The request ::
Arrange every line of text in the rows below as a single numbered list, skipping blank lines and leaving out the pictures.

>> begin

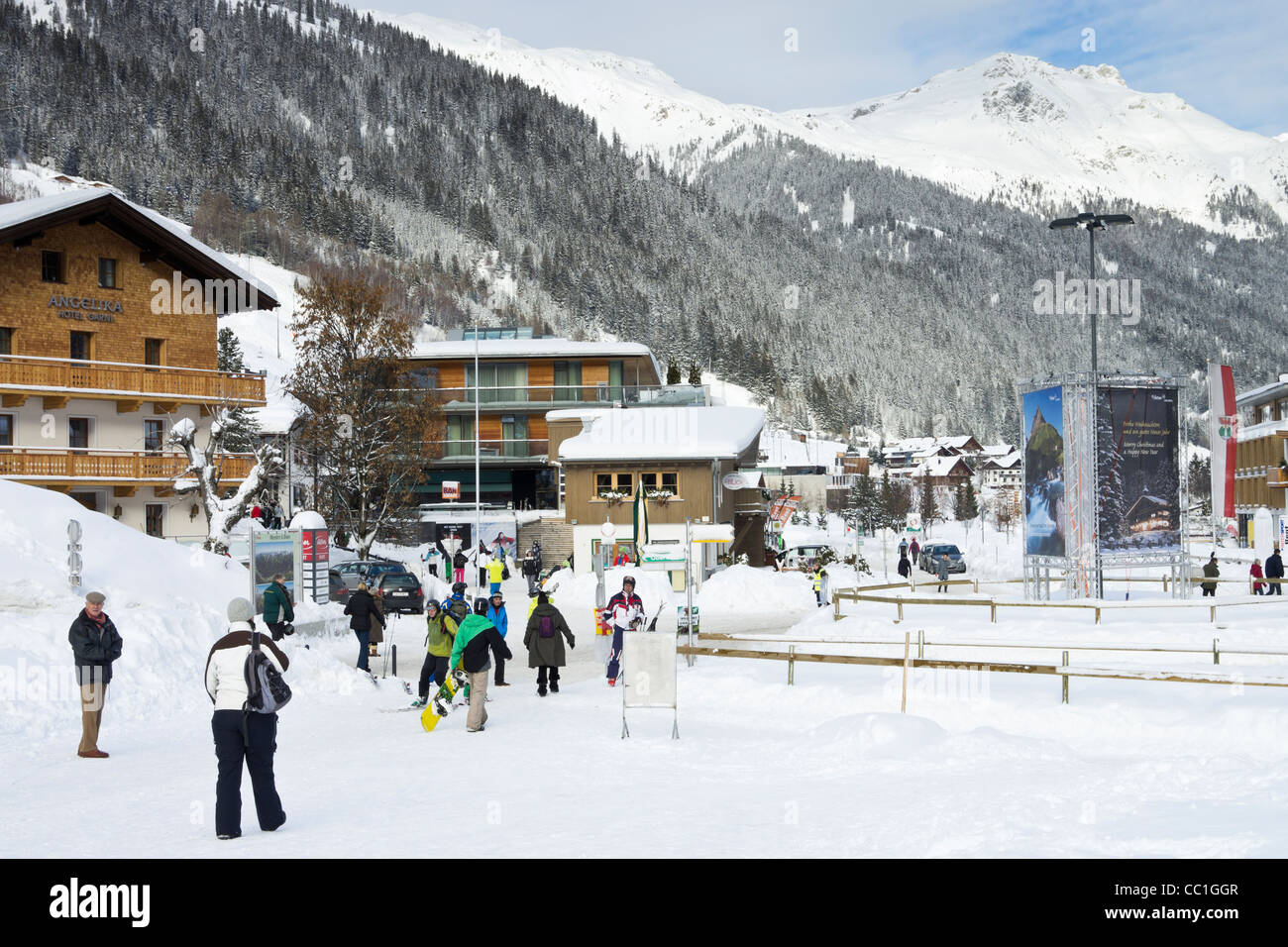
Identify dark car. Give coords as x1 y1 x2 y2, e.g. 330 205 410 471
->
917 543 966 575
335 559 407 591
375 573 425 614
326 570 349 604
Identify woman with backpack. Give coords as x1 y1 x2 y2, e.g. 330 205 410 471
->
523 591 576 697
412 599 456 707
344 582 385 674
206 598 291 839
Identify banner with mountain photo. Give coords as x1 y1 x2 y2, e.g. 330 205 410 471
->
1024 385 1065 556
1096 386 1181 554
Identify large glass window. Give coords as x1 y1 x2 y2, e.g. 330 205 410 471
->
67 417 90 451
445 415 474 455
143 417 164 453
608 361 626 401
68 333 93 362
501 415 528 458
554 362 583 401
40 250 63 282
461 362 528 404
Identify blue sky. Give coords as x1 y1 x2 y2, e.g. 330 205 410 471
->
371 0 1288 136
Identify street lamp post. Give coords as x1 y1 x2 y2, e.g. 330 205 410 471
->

>> end

Answer to the task ::
1. Identify dark car. Give coords as x1 y1 x2 y2, e.g. 330 205 410 471
2. ->
3. 917 543 966 575
4. 335 559 407 591
5. 375 573 425 614
6. 326 570 349 604
7. Identify woman with backpack. Give coords as x1 y1 x2 y2, e.g. 330 205 410 471
8. ->
9. 523 591 576 697
10. 412 599 456 707
11. 344 582 385 674
12. 206 598 291 839
13. Identify banner with mountain photo. Give coords as x1 y1 x2 y2, e.g. 330 205 410 471
14. ->
15. 1024 385 1065 556
16. 1096 386 1181 554
17. Identify large glass window. Give coords as x1 y1 x2 y2, e.g. 330 205 410 471
18. ->
19. 67 417 90 451
20. 445 415 474 455
21. 143 417 164 453
22. 608 361 626 401
23. 68 333 93 362
24. 501 415 528 458
25. 554 362 583 401
26. 40 250 63 282
27. 461 362 528 404
28. Identify blue sky. Give coords as x1 y1 x2 y2, e.g. 330 205 410 471
29. ->
30. 371 0 1288 136
31. Identify street lamp post. Give coords as x1 y1 x2 y2, e.g. 330 205 410 471
32. ->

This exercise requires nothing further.